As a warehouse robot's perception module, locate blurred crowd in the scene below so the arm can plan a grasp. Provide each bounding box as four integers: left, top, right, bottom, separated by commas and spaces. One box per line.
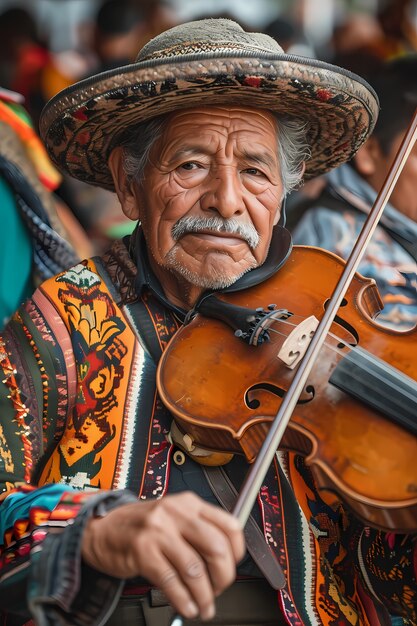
0, 0, 417, 330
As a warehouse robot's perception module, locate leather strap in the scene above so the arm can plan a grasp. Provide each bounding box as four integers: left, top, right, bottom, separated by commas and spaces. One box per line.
202, 466, 287, 589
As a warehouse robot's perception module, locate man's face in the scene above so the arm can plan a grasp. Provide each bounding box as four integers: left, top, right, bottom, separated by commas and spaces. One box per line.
136, 107, 283, 288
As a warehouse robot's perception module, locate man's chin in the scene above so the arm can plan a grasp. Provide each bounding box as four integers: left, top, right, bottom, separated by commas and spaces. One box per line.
167, 264, 255, 289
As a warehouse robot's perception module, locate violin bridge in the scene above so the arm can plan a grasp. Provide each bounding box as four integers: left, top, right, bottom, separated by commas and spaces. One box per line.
277, 315, 319, 370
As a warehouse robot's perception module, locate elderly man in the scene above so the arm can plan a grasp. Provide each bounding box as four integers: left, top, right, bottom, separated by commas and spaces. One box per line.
0, 20, 417, 626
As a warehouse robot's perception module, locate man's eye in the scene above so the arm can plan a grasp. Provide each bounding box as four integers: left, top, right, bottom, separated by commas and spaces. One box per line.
243, 167, 263, 176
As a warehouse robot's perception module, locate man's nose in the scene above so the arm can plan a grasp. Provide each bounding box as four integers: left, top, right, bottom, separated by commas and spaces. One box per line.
201, 168, 245, 218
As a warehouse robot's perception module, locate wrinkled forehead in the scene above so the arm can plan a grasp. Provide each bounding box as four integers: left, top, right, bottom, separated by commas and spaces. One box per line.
167, 106, 277, 136
151, 106, 278, 154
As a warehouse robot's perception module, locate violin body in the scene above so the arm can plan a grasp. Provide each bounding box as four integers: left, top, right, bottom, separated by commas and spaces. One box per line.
157, 246, 417, 532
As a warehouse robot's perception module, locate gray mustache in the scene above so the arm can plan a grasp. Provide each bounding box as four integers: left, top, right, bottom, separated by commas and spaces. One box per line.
172, 216, 260, 249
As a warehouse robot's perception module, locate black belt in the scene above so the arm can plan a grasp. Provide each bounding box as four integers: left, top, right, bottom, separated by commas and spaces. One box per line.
106, 579, 286, 626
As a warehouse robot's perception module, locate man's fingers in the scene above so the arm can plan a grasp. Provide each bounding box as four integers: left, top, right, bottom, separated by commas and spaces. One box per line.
161, 542, 215, 619
179, 517, 240, 595
143, 544, 206, 619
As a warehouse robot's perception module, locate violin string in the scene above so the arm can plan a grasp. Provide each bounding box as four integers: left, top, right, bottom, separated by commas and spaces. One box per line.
268, 315, 407, 382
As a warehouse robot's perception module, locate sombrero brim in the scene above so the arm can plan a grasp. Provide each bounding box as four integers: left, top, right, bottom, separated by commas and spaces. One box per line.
40, 50, 379, 190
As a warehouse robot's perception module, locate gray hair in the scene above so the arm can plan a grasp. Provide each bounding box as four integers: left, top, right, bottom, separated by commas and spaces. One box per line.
116, 115, 311, 197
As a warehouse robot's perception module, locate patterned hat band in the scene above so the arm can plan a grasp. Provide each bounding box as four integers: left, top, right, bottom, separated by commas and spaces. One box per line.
40, 19, 378, 190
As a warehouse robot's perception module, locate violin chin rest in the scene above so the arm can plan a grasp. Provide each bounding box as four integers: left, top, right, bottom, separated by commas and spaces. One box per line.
168, 420, 234, 467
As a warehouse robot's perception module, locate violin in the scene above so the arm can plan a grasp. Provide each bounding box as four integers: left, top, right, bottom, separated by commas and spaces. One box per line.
157, 246, 417, 532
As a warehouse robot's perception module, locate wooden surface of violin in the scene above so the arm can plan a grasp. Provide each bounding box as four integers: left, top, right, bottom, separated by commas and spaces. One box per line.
157, 246, 417, 532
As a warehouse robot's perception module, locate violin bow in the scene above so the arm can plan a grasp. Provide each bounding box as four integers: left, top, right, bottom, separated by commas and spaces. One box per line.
171, 109, 417, 626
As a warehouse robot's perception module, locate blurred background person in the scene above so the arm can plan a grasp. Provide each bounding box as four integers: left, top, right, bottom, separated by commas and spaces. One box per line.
0, 89, 91, 328
288, 54, 417, 329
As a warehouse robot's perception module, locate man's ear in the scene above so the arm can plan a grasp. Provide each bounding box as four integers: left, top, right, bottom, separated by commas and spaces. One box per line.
353, 137, 381, 178
108, 146, 140, 220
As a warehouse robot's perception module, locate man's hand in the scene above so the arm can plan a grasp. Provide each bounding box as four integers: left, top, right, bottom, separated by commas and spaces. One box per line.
82, 492, 245, 620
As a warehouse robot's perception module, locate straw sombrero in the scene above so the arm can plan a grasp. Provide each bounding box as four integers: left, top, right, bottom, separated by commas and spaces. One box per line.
40, 19, 378, 190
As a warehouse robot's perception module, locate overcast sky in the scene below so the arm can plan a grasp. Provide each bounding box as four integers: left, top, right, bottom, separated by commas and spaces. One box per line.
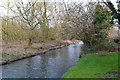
0, 0, 117, 16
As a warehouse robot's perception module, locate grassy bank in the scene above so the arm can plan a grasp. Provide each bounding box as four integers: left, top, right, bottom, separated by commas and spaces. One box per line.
63, 52, 120, 78
0, 40, 74, 64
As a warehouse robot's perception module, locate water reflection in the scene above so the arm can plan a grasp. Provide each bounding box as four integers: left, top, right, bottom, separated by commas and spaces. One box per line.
2, 42, 82, 78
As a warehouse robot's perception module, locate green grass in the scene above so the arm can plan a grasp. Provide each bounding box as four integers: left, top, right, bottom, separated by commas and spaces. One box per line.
63, 52, 120, 78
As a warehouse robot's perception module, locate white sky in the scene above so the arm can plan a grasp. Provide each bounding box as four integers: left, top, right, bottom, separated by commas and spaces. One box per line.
0, 0, 117, 16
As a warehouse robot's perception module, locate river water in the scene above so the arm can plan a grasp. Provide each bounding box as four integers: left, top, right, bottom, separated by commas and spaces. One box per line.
0, 42, 83, 78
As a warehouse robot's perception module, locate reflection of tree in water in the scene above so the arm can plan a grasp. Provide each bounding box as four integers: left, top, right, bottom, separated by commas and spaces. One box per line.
39, 55, 48, 78
26, 58, 33, 78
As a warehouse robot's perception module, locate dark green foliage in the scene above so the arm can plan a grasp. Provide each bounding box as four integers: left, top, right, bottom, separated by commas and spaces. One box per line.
83, 5, 112, 52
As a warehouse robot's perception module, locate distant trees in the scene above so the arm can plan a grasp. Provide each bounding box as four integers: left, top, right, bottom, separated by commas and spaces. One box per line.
61, 2, 111, 51
2, 0, 60, 46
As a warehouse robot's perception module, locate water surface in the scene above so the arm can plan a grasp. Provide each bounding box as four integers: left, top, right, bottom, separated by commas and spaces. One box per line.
0, 42, 82, 78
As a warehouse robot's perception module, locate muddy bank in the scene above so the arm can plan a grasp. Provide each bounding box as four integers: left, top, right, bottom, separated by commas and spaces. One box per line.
0, 40, 78, 65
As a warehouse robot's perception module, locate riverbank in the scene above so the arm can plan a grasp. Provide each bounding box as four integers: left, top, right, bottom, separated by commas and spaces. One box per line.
0, 40, 78, 64
63, 52, 120, 78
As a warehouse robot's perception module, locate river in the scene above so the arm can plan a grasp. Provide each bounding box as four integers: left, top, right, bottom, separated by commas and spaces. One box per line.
0, 42, 83, 78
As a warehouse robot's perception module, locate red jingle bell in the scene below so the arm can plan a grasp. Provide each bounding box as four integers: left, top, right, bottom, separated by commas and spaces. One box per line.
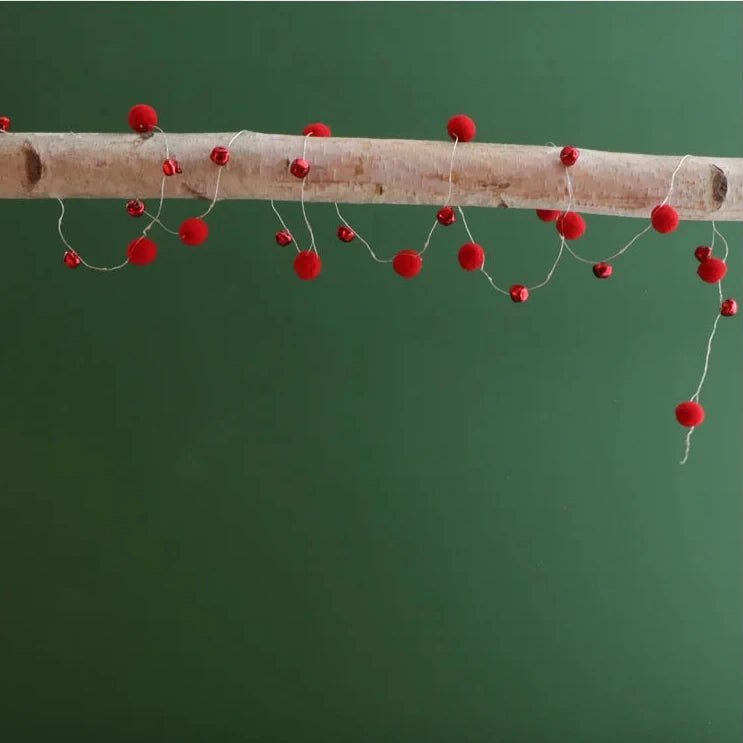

AIM OF THE TASK
Turn every line of the records above into a JSON list of strings, one string per line, with blank lines dropped and the pictures left out.

WRITTEN RESPONSE
[
  "As a warehouse robot's perception module, locate blurred crowd in the scene below so the arm can plan a grasp. Provide each bounding box as four integers: left, top, right, bottom, separated by commas and spaces. One box per line.",
  "0, 0, 417, 330",
  "As a warehouse robot's perception module, locate leather strap in the scene above so the arm can plan a grasp. Provide each bounding box as four integers: left, top, right, bottom, separated by commas and spaces. One box per line.",
  "202, 466, 287, 589",
  "As a warehouse robot's perception module, locate man's face in the scene above so the arm can plan a grasp. Provide each bounding box as four integers: left, top, right, bottom, separated by commas and spaces. One box per line.",
  "136, 107, 283, 288",
  "As a warehouse robot's perception module, locate man's chin in the scene above so the arm can plan a grasp. Provide each bounding box as four integers: left, top, right, bottom, separated by commas and spaces. One box per line.",
  "167, 264, 255, 289",
  "As a warehouse robot's perception module, locate violin bridge in the scene above so the arm can plan a grasp. Provide each bounding box as four integers: left, top, right, bottom, separated by commas and spaces. One box per line.",
  "277, 315, 319, 370",
  "As a warehouse robot's perception module, locate elderly man in the scene above so the arm can plan a grasp. Provide each bounding box as four integers: left, top, right, bottom, separated by commas and spaces. One box per line.",
  "0, 20, 417, 626",
  "As a warehouse robot's perception module, locate man's eye in the scene above so the arm can plan a grasp. Provide each bounding box as four integers: left, top, right, bottom, separated by commas and spaces. One box per line.",
  "243, 167, 263, 176",
  "As a warehouse robot's perception module, locate man's nose in the scene above so the arm can plan a grasp. Provide each bounding box as four integers: left, top, right, bottom, separated by commas and spaces. One box per line.",
  "201, 168, 245, 218",
  "As a warehouse robot's perception module, locate wrinkled forehead in the scene above so the arm can plan a grasp. Provide each bounding box as four integers: left, top, right, bottom, separated by commas and spaces. One box per line.",
  "167, 106, 277, 136",
  "151, 106, 278, 154",
  "As a warehouse robot's perception module, locate violin body in the scene above so the arm can plan a grasp. Provide each bounding box as four integers: left, top, right, bottom, separated by commas and spaces. One box per line.",
  "157, 246, 417, 532",
  "As a warehouse robot's perception module, locate gray mustache in the scene above so the arm can plan a grasp. Provide each bounding box as four integers: left, top, right, bottom, separated by commas and spaces. One box per line.",
  "172, 216, 260, 249",
  "As a warehouse robot's perception module, locate black belt in the scene above so the arm can plan a grasp. Provide each bounding box as four integers: left, top, right, bottom, separated by commas and spaces. One box per line.",
  "106, 579, 286, 626",
  "As a warehouse robot's perception module, locate man's fingers in the scene above so the arm can plan a grasp. Provide each bounding box as four integers: left, top, right, bottom, separated by commas and spaces. One box per line.",
  "161, 542, 215, 619",
  "179, 517, 240, 595",
  "143, 544, 206, 619",
  "As a warehouse robot's perception module, locate violin string in the scene above so the arm can plan a grasp. Provide each bounding box as four integers: left, top, right, bottom, separated by commas and spaces. One box per line.",
  "268, 315, 407, 382",
  "As a warehouse robot's perception module, locate sombrero brim in the scene above so the arm can plan a grasp. Provide each bounding box as four integers: left, top, right, bottom, separated by commas and spaces. One box per line.",
  "40, 50, 379, 190",
  "As a warehouse robot's perception module, locate gray hair in the scene above so the arm can plan a grasp. Provide each bounding box as four integers: left, top, right, bottom, separated by commas and spaces. One box per line.",
  "116, 115, 311, 197",
  "As a warehouse robot's perception module, locate patterned hat band in the scene above so the arm can plan a grasp. Provide each bounding box as four integers: left, top, right, bottom, separated by commas and spaces. One box per line.",
  "40, 19, 378, 190",
  "As a warehouse robot's perception module, locate violin chin rest in the scene above so the arm can plan a grasp. Provide each bounding box as four integers: left, top, right, bottom, separated by commas and spaces. One box per line.",
  "168, 420, 234, 467",
  "As a warehouse robot's perception module, locate violin in the scene above so the arm can plan a grasp. Provide each bounding box as four integers: left, top, right, bottom, separated by commas and spaces. One box per line.",
  "157, 246, 417, 532",
  "As a warehouse robot's perception module, locate wooden surface of violin in the scene above so the arm can plan a grasp. Provide each bounding box as four integers: left, top, right, bottom, separated by commas and spaces. One box per line.",
  "157, 246, 417, 532",
  "As a warehouse robot's perception module, locate violin bow in the scene above so the arm can plan a grasp. Provide each bounding box as four integers: left, top, right, bottom, separated by commas and spaces. One box per line.",
  "171, 109, 417, 626",
  "As a warehouse robot's perception module, locate blurred background person in the scene above so the arm can plan a grasp. Provide each bounding box as four integers: left, top, right, bottom, separated by commas and spaces. One box per line.",
  "0, 89, 91, 328",
  "288, 54, 417, 329",
  "As a warehouse robot's perception module, locate man's ear in the scene above so the arm can plan a grasp. Provide each bounding box as four integers: left, top, right, bottom, separated by commas and spaces. One box per line.",
  "353, 137, 381, 178",
  "108, 146, 140, 220",
  "As a warehouse robot's perception module, locate man's hand in the scene above so the arm can plan a grasp. Provide each bounding box as four integers: left, top, right, bottom, separated by commas and spaces. One box per line.",
  "82, 492, 245, 620",
  "As a warehouse robot's perception module, locate straw sombrero in the scene above so the arm can plan a grasp. Provide each bounding box as four integers: left, top, right, bottom, separated by commas and spaces. One box per line.",
  "40, 19, 378, 190",
  "As a warehouse robot's perception module, locate overcast sky in the scene below so the arm can plan a grasp. Provide each bounding box as four integers: left, top, right, bottom, separated by commas and spaces. One box per line.",
  "0, 0, 117, 16",
  "As a warehouse robot's perception module, locate grassy bank in the scene above so the arm can plan a grasp. Provide each bounding box as four integers: left, top, right, bottom, separated by commas and spaces. One box per line.",
  "63, 52, 120, 78",
  "0, 40, 74, 64",
  "As a warehouse robot's perception module, locate water reflection in the scene above so the arm can plan a grasp. Provide each bounding box as four integers: left, top, right, bottom, separated by commas and spaces. One box per line.",
  "2, 42, 82, 78",
  "As a warehouse robot's perception module, locate green grass in the scene above so the arm can plan a grasp. Provide each bounding box as four integers: left, top, right, bottom, separated by commas and spaces. One box per line.",
  "63, 52, 120, 78",
  "As a warehouse robot's perception module, locate white sky in the scene above so the arm can plan a grasp. Provide each bounding box as four integers: left, top, right, bottom, separated by commas and spaces. One box per line.",
  "0, 0, 117, 16",
  "As a warehouse robot's perception module, locate river water in the scene above so the arm can plan a grasp. Provide each bounding box as four integers: left, top, right, bottom, separated by commas and spaces. One box per line.",
  "0, 42, 83, 78",
  "As a warehouse robot's perception module, locate reflection of tree in water in the scene above so the arm can plan a grasp. Provide each bounding box as four integers: left, top, right, bottom, separated by commas and spaces. One box per line.",
  "39, 55, 48, 78",
  "26, 58, 33, 78",
  "As a warehouse robot's perception module, locate dark green foliage in the scene above so the arm can plan a grasp. Provide each bounding box as four integers: left, top, right, bottom, separated by commas and spaces. One box per line.",
  "83, 5, 112, 52",
  "As a warehouse robot's perception module, locate distant trees in the scene above so the arm can plan a grasp. Provide each bounding box as four integers: left, top, right, bottom, separated by commas and spaces. One box per line.",
  "61, 2, 111, 51",
  "2, 0, 60, 46",
  "As a warehouse robot's perception module, locate water surface in the scene above so the arm can plan a grasp. Provide each bounding box as four integers: left, top, right, bottom, separated by commas and spaces. One box per line.",
  "0, 42, 82, 78",
  "As a warehouse robot's perception module, locate muddy bank in the scene above so the arm can plan a grasp. Provide each bounding box as four integers: left, top, right, bottom, separated by commas and spaces. One box per line.",
  "0, 40, 78, 65",
  "As a warehouse robot's perception module, locate riverbank in the scene above so the arm can plan a grasp. Provide each bounding box as four integers: left, top, right, bottom, separated by commas and spaces. One box per line.",
  "0, 40, 78, 64",
  "63, 52, 120, 78",
  "As a warehouse robot's perception module, locate river in the scene above so the arm can plan a grasp. Provide each bounding box as four integers: left, top, right, bottom, separated by commas and spaces. One box per line.",
  "0, 42, 83, 78",
  "As a warehouse robot's perception module, locate red jingle bell in the scene below so the arm can plan a grasp. Provide each bounding box as four integers: left, top, right, bottom, separated by commas and spaces. One box per line."
]